:: STATED EXERCISE ::
Copy out the lines below from the first one up to and including the line with "pixel 573 129", and leave the pictures out of your copy.
<<<<
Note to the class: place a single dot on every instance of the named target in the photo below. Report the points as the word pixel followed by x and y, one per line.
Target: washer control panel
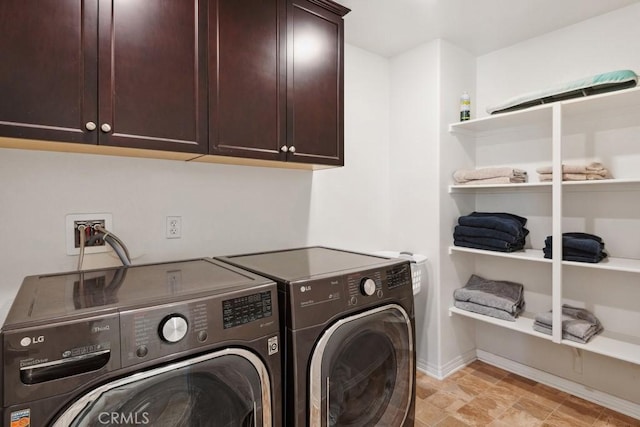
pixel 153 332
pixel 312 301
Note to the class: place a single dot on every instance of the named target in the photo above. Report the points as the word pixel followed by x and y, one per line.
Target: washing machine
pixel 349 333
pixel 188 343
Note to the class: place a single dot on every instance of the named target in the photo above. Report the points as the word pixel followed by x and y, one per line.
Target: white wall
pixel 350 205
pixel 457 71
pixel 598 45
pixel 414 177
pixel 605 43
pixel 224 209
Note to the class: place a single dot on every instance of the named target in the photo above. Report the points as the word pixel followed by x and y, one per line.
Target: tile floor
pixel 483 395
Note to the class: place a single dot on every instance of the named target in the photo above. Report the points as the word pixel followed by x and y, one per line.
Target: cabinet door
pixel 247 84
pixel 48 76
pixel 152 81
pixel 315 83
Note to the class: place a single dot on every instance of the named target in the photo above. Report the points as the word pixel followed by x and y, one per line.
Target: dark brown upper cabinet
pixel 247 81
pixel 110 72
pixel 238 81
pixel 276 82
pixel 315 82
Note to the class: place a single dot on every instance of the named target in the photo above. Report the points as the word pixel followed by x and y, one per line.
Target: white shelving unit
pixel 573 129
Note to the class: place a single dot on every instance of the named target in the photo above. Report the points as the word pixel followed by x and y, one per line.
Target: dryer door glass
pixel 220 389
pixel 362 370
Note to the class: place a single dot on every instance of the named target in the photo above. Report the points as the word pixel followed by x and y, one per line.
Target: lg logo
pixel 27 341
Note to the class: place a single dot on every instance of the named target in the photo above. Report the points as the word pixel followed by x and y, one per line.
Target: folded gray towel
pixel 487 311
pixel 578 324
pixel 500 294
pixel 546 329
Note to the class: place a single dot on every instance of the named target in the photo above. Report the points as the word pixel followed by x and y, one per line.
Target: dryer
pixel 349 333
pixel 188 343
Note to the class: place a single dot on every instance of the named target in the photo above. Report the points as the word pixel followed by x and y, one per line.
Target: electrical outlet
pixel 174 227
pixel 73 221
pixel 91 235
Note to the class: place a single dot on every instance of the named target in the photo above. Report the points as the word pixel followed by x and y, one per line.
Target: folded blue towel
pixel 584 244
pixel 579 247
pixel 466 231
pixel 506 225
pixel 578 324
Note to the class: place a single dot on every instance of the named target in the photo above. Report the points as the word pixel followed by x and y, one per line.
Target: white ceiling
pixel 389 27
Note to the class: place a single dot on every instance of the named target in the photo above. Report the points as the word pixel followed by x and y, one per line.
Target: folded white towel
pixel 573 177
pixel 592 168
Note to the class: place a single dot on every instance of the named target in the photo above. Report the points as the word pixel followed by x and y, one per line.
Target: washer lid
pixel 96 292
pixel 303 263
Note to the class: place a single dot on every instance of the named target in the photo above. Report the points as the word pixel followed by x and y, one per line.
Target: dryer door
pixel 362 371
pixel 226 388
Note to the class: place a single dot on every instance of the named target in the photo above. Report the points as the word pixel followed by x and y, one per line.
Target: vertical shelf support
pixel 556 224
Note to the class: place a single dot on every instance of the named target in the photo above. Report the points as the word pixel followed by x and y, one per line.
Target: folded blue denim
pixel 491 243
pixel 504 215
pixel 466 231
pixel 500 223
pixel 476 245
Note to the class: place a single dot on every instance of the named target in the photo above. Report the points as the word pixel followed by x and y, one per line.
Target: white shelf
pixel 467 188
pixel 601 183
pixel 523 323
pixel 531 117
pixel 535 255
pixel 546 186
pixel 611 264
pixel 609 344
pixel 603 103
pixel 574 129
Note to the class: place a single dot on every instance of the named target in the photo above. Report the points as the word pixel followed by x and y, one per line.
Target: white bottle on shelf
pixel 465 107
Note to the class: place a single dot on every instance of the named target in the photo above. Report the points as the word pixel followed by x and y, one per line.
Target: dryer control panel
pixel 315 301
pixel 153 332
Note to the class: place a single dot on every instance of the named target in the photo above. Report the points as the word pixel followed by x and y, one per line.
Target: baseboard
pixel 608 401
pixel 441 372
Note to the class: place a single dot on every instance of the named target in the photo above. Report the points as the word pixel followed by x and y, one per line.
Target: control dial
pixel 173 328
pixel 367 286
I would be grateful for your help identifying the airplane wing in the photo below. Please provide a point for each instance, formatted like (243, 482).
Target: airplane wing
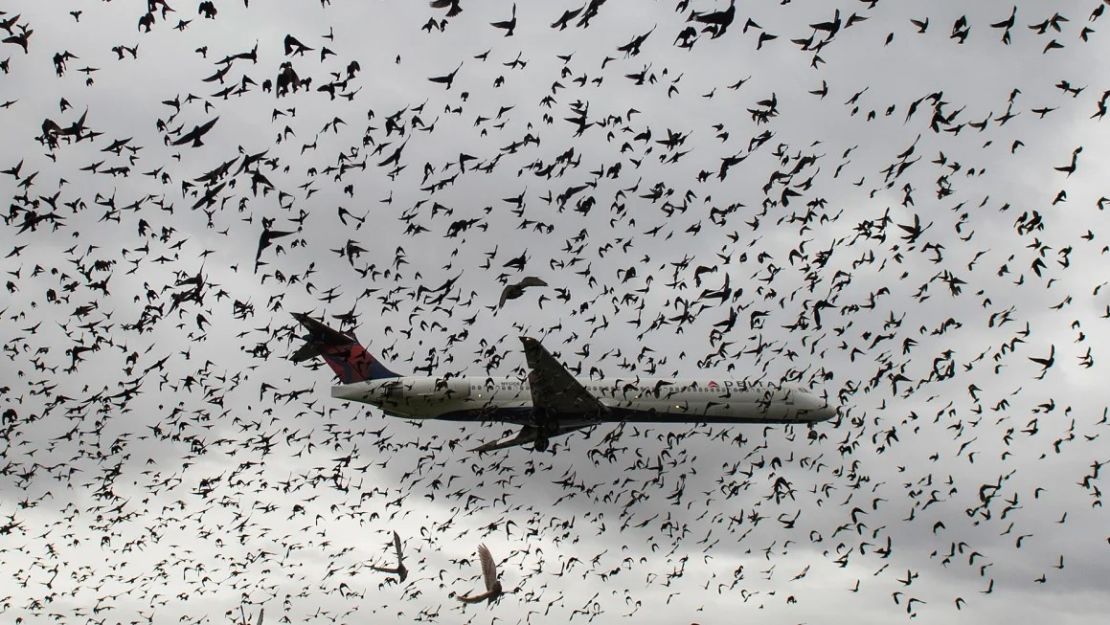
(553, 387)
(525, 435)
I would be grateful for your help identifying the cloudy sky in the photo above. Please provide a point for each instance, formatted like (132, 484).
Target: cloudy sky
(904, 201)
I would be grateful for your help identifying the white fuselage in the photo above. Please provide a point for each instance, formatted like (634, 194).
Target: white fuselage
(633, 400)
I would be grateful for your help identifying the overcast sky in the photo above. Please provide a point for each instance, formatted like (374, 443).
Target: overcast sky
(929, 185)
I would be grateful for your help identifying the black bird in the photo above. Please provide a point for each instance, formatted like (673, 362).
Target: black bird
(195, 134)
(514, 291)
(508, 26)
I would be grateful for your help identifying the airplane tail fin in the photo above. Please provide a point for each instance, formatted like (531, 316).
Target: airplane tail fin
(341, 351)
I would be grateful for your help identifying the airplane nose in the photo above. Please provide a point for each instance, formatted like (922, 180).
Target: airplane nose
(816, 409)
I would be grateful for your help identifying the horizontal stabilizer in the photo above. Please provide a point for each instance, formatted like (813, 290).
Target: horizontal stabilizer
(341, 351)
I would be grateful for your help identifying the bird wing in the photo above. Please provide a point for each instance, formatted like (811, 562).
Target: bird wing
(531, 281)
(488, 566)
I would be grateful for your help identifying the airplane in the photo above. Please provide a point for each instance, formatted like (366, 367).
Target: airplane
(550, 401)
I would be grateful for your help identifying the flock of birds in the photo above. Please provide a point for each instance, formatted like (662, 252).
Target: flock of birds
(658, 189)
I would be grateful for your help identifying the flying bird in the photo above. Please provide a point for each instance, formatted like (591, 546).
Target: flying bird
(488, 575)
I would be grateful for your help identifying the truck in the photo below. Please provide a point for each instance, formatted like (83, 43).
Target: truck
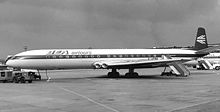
>>>>
:: RESULT BELOW ::
Note to the class: place a single dot on every instance of the named target in the photo below. Report the points as the word pixel followed by x and y, one per line.
Target: washer control panel
pixel 153 332
pixel 312 301
Note to the class: place a single dot on every instance of the named target in the photo above. Report the points as the word pixel followed by x and y, one per line.
Target: washing machine
pixel 349 333
pixel 188 343
Note to the class: place a single dot on every instance of the named target in the photo above. Report the points as the word pixel followed by x and y, one per line.
Target: white wall
pixel 350 205
pixel 457 71
pixel 598 45
pixel 414 177
pixel 605 43
pixel 224 209
Note to the class: place a single dot on every instance of the named target in the photo above. Report the points as the word pixel followed by x and y, one per line.
Target: tile floor
pixel 483 395
Note to the class: place a single dot on every instance of the named target in the photo above. Report the points as the word pixel followed by x and y, one per line.
Target: cabinet door
pixel 247 84
pixel 48 76
pixel 152 81
pixel 315 83
Note to the class: place a single dot on every instance of the named target in the photo above. Report the points as the word pixel followed by x and y, one per line.
Target: dark brown upper cabinet
pixel 247 81
pixel 110 72
pixel 238 81
pixel 276 82
pixel 315 82
Note to the class: place a single dot on every instance of the named target in the photo above. Report the points as the word pixel followed by x and y, one per line.
Target: white shelving unit
pixel 573 129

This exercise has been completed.